TASK DATA:

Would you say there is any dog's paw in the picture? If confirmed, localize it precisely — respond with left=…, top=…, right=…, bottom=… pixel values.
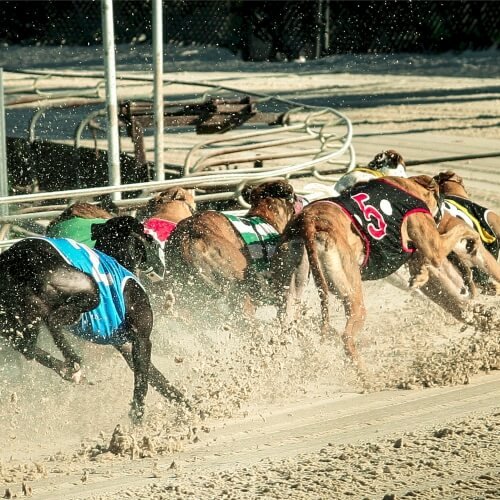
left=128, top=401, right=144, bottom=425
left=408, top=268, right=429, bottom=290
left=60, top=361, right=83, bottom=384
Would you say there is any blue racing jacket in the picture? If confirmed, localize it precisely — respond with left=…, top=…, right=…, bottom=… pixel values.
left=42, top=238, right=140, bottom=345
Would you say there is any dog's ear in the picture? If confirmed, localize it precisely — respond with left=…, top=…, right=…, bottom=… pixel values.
left=368, top=149, right=406, bottom=170
left=434, top=170, right=464, bottom=187
left=250, top=180, right=295, bottom=205
left=410, top=175, right=439, bottom=196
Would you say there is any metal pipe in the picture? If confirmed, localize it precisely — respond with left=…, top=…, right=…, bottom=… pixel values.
left=153, top=0, right=165, bottom=181
left=0, top=68, right=9, bottom=215
left=0, top=149, right=350, bottom=205
left=101, top=0, right=121, bottom=200
left=405, top=151, right=500, bottom=167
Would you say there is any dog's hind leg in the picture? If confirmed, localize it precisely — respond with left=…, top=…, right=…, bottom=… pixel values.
left=115, top=345, right=191, bottom=408
left=313, top=234, right=366, bottom=368
left=120, top=280, right=190, bottom=422
left=271, top=239, right=309, bottom=332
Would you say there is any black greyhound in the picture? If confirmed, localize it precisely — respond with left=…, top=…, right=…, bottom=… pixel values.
left=0, top=216, right=189, bottom=420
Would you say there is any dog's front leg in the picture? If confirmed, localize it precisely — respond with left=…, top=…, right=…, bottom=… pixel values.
left=115, top=331, right=151, bottom=423
left=49, top=325, right=83, bottom=383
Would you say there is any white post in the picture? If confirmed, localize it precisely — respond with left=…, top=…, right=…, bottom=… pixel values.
left=101, top=0, right=121, bottom=200
left=0, top=68, right=9, bottom=215
left=153, top=0, right=165, bottom=181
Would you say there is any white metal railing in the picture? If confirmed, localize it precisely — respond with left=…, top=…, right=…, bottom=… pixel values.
left=0, top=72, right=356, bottom=248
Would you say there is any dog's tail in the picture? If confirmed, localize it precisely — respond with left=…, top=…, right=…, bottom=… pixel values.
left=303, top=216, right=330, bottom=336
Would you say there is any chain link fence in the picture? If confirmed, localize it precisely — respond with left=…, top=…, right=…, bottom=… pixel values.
left=0, top=0, right=500, bottom=60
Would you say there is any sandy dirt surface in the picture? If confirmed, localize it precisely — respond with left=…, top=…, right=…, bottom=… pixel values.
left=0, top=46, right=500, bottom=499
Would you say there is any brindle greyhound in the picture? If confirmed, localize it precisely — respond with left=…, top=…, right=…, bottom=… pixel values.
left=0, top=216, right=186, bottom=420
left=434, top=170, right=500, bottom=294
left=165, top=180, right=297, bottom=314
left=271, top=176, right=479, bottom=367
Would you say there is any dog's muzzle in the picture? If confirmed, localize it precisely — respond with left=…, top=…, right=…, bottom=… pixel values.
left=140, top=240, right=165, bottom=282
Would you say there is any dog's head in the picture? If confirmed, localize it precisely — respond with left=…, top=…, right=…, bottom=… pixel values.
left=92, top=215, right=163, bottom=272
left=409, top=175, right=443, bottom=222
left=368, top=149, right=407, bottom=177
left=145, top=187, right=196, bottom=217
left=433, top=170, right=467, bottom=194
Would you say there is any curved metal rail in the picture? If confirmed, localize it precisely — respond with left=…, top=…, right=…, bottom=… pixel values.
left=0, top=71, right=356, bottom=247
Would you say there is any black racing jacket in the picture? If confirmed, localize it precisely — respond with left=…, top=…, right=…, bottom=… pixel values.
left=444, top=195, right=500, bottom=259
left=329, top=178, right=431, bottom=280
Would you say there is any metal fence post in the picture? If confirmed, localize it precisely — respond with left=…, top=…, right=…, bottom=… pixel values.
left=0, top=68, right=9, bottom=215
left=101, top=0, right=121, bottom=200
left=153, top=0, right=165, bottom=181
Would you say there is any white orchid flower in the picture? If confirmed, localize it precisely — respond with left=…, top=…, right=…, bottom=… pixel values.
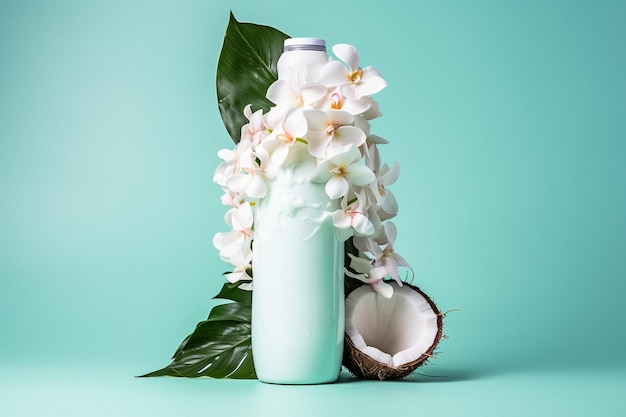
left=265, top=71, right=328, bottom=129
left=368, top=162, right=400, bottom=217
left=311, top=147, right=376, bottom=199
left=344, top=253, right=393, bottom=298
left=366, top=222, right=411, bottom=286
left=226, top=146, right=272, bottom=199
left=262, top=108, right=308, bottom=166
left=320, top=44, right=387, bottom=99
left=240, top=104, right=267, bottom=147
left=304, top=110, right=366, bottom=160
left=331, top=193, right=375, bottom=237
left=213, top=203, right=254, bottom=264
left=319, top=87, right=373, bottom=115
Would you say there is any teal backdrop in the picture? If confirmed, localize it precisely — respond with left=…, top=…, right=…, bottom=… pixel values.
left=0, top=0, right=626, bottom=416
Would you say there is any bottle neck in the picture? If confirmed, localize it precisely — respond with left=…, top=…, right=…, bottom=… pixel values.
left=278, top=38, right=328, bottom=82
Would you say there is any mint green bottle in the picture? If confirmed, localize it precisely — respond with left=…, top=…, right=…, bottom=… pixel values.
left=252, top=38, right=344, bottom=384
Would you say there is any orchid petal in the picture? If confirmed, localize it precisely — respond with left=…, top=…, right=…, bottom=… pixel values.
left=245, top=175, right=267, bottom=198
left=330, top=210, right=352, bottom=229
left=300, top=83, right=328, bottom=106
left=352, top=213, right=375, bottom=236
left=310, top=161, right=335, bottom=183
left=370, top=280, right=393, bottom=298
left=324, top=175, right=350, bottom=200
left=345, top=164, right=376, bottom=186
left=385, top=222, right=398, bottom=246
left=283, top=109, right=308, bottom=138
left=319, top=61, right=347, bottom=87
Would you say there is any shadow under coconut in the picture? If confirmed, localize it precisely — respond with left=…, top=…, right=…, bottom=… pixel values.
left=336, top=369, right=491, bottom=384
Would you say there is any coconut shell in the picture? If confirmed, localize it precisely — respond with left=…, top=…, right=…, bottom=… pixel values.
left=343, top=283, right=443, bottom=381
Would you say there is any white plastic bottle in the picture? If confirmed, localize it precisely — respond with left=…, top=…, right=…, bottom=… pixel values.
left=252, top=38, right=344, bottom=384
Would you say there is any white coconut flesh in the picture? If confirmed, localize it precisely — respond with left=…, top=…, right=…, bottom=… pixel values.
left=346, top=283, right=438, bottom=367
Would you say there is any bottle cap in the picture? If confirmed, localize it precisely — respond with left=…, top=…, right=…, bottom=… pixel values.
left=284, top=38, right=326, bottom=52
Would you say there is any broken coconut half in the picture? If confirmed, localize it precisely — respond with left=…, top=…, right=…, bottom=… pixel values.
left=343, top=282, right=443, bottom=380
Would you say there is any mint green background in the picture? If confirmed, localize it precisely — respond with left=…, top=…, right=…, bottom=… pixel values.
left=0, top=0, right=626, bottom=416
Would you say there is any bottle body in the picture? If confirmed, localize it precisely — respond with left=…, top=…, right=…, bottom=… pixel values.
left=252, top=39, right=344, bottom=384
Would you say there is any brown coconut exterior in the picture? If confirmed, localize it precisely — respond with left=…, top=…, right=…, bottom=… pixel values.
left=343, top=282, right=443, bottom=381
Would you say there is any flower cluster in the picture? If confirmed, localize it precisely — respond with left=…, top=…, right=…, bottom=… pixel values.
left=213, top=44, right=410, bottom=297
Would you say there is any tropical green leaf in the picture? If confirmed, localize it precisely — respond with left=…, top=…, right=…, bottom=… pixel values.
left=216, top=13, right=289, bottom=143
left=207, top=303, right=252, bottom=323
left=213, top=282, right=252, bottom=307
left=142, top=303, right=256, bottom=379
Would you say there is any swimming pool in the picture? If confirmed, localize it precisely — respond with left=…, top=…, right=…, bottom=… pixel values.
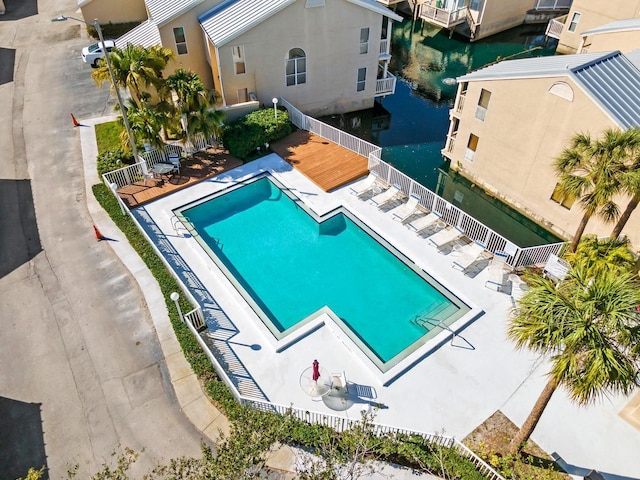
left=176, top=177, right=470, bottom=372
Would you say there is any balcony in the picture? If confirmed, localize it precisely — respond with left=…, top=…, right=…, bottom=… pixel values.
left=544, top=15, right=567, bottom=39
left=418, top=3, right=469, bottom=28
left=375, top=72, right=396, bottom=97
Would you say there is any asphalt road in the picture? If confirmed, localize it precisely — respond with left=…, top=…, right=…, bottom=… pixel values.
left=0, top=0, right=205, bottom=479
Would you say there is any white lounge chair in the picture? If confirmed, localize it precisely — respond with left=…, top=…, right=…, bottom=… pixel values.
left=542, top=253, right=569, bottom=283
left=349, top=171, right=379, bottom=197
left=484, top=252, right=509, bottom=292
left=391, top=195, right=420, bottom=223
left=371, top=184, right=402, bottom=208
left=427, top=227, right=464, bottom=248
left=451, top=242, right=486, bottom=272
left=407, top=212, right=440, bottom=234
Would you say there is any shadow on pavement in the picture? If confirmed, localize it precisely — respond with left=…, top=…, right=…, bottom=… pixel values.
left=0, top=48, right=16, bottom=85
left=0, top=179, right=42, bottom=278
left=0, top=397, right=48, bottom=478
left=0, top=0, right=38, bottom=22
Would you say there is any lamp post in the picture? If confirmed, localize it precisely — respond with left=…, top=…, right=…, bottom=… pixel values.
left=51, top=15, right=138, bottom=163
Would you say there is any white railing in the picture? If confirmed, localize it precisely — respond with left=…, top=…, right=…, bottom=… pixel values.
left=544, top=15, right=566, bottom=39
left=533, top=0, right=572, bottom=10
left=418, top=3, right=469, bottom=28
left=376, top=72, right=396, bottom=96
left=241, top=398, right=504, bottom=480
left=369, top=150, right=566, bottom=268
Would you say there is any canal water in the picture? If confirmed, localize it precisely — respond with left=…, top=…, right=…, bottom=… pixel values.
left=320, top=18, right=559, bottom=247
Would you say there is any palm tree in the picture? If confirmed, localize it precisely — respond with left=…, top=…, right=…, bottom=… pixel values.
left=91, top=44, right=173, bottom=102
left=565, top=235, right=638, bottom=277
left=508, top=264, right=640, bottom=453
left=165, top=68, right=224, bottom=146
left=554, top=129, right=628, bottom=252
left=611, top=128, right=640, bottom=238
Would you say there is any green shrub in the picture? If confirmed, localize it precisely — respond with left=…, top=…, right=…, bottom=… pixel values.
left=222, top=108, right=293, bottom=160
left=96, top=148, right=133, bottom=177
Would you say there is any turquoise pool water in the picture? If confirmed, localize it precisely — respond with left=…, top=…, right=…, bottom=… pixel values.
left=180, top=177, right=469, bottom=363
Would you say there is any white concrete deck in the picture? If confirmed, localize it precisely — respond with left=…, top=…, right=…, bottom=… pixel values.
left=141, top=155, right=640, bottom=478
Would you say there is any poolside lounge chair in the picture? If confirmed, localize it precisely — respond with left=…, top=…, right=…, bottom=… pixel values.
left=407, top=212, right=440, bottom=234
left=349, top=171, right=379, bottom=197
left=484, top=252, right=509, bottom=292
left=391, top=195, right=420, bottom=223
left=542, top=253, right=569, bottom=284
left=371, top=184, right=402, bottom=208
left=427, top=227, right=464, bottom=248
left=451, top=242, right=485, bottom=272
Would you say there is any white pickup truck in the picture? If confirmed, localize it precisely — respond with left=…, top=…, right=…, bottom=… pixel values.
left=82, top=40, right=116, bottom=68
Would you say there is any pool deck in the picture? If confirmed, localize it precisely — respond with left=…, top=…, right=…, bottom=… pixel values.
left=131, top=154, right=640, bottom=479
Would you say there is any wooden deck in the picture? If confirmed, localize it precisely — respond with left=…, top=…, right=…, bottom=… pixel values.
left=118, top=148, right=242, bottom=208
left=118, top=130, right=369, bottom=208
left=270, top=130, right=369, bottom=192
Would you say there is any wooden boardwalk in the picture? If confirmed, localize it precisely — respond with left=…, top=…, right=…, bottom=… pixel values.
left=270, top=130, right=369, bottom=192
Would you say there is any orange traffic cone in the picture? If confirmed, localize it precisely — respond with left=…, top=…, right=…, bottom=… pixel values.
left=93, top=225, right=104, bottom=241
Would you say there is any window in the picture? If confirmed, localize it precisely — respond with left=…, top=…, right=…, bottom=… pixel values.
left=360, top=27, right=369, bottom=55
left=173, top=27, right=187, bottom=55
left=476, top=88, right=491, bottom=122
left=567, top=12, right=582, bottom=32
left=231, top=45, right=247, bottom=75
left=356, top=68, right=367, bottom=92
left=285, top=48, right=307, bottom=86
left=551, top=183, right=576, bottom=210
left=464, top=133, right=479, bottom=162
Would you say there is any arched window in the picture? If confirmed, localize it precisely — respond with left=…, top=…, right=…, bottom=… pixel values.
left=285, top=48, right=307, bottom=86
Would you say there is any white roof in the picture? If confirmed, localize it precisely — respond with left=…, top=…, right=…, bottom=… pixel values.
left=581, top=18, right=640, bottom=37
left=116, top=20, right=162, bottom=48
left=457, top=50, right=640, bottom=128
left=145, top=0, right=204, bottom=27
left=198, top=0, right=402, bottom=47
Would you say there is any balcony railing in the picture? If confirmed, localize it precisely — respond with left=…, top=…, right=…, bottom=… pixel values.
left=418, top=3, right=468, bottom=28
left=376, top=72, right=396, bottom=97
left=534, top=0, right=573, bottom=10
left=544, top=15, right=567, bottom=39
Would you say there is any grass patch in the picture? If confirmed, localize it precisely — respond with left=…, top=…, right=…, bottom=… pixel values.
left=95, top=120, right=122, bottom=155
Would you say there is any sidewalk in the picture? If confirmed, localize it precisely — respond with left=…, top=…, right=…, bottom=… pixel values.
left=78, top=117, right=438, bottom=480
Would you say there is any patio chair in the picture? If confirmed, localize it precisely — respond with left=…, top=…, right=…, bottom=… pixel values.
left=484, top=252, right=509, bottom=292
left=407, top=212, right=440, bottom=235
left=169, top=153, right=180, bottom=175
left=371, top=183, right=402, bottom=208
left=542, top=253, right=569, bottom=284
left=427, top=227, right=464, bottom=248
left=349, top=171, right=381, bottom=198
left=451, top=242, right=486, bottom=272
left=391, top=195, right=420, bottom=223
left=331, top=370, right=349, bottom=393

TO BE DONE: Return, with no changes, the lines of the records from the line containing "Would you say there is any mint green bottle" through the line containing "left=319, top=61, right=347, bottom=87".

SOLUTION TO THE EXERCISE:
Would you say there is any mint green bottle in the picture? If confirmed, localize it precisely — respond with left=…, top=…, right=…, bottom=… pixel values.
left=252, top=38, right=344, bottom=384
Would you say there is any orchid petal in the picture? If confirmed, localize it precisely — respond with left=…, top=…, right=…, bottom=… pixel values.
left=245, top=175, right=267, bottom=198
left=330, top=210, right=352, bottom=229
left=300, top=83, right=328, bottom=106
left=352, top=213, right=375, bottom=236
left=310, top=161, right=335, bottom=183
left=370, top=280, right=393, bottom=298
left=324, top=175, right=350, bottom=200
left=345, top=164, right=376, bottom=186
left=385, top=222, right=398, bottom=246
left=283, top=109, right=308, bottom=138
left=319, top=61, right=347, bottom=87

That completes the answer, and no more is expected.